* Alıştırma görevi
Metne göre sistemin işleyişini kimler oluşturur? Lütfen tek cümleyle yanıtlayın.

Gümrükler sağlığa zararlı!/Hüseyin Habip TAŞKIN Hüseyin Habip Taşkın
NEWROZ
İnsanın yaşamı bu kadar ucuz olmamalıdır. İnsanın yaşamı bir hiç olarak
görülmemelidir. Ülkemizde yaşayan her insan kendi içinde yaşam adına umudunu hep
canlı tutar. Fakat sistem bu canlı tutmanın önüne geçerek engeller. İnsanın
yaşamı da kâbusa döner ve stres yüklü olarak yaşamını sürdürmeye çalışır.
Tüketici bir toplumuz, çarpıklıklar içinde her tarafa çarpa çarpa hep
birlikte gidiyoruz. Çarpma sonucunda daha ağır darbeler alıp çıkmazlara giren
birçok insan ne yapacağını bilemez durumda ortalıkta dolaşmaktadır. Vurdumduymaz
yanımız ağır bassa da, sorunlar zincirleme olarak vurdumduymaz olan insanları da
etkilemeye devam etmektedir. Olan olumsuzluklar karşısında sayıca çok olan insan
topluluğu suspus olmuş ve bu suskunluk sayesinde psikolojik sorunlardan dolayı
travma yaşarken intiharların ve çeşitli suç olaylarına ister istemez ya da
dolaylı olarak katılmaktadır.
Sistemin işleyişini de oluşturan insanlardır. Sistemde insanların rahat
yaşamasını, kültürünün daha iyi olmasını, sosyal yaşam alanlarının zengin
olmasını, sağlığını, karnının doymasını ve diğer istemlerin karşılanması sistemi
yöneten insanlar sayesinde sağlanır. Bu sistemin adı sosyalizm, kapitalizm,
emperyalizm, oligarşi, krallık ve diğerleri olabilir. Burada insan faktörü en
öne çıkar ve insanın insanlar üzerindeki etkisi de ortaya çıkmaktadır.

* Malzeme
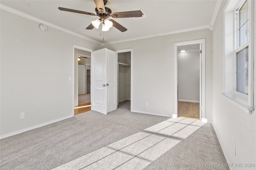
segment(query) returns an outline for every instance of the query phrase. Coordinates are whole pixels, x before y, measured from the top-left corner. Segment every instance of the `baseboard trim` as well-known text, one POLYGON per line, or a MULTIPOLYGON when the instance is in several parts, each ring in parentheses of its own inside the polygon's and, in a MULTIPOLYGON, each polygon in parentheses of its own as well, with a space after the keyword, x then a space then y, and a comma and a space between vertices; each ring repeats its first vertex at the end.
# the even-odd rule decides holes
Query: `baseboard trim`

* Doğru çıktı
Sistemin işleyişini insanlar oluşturur.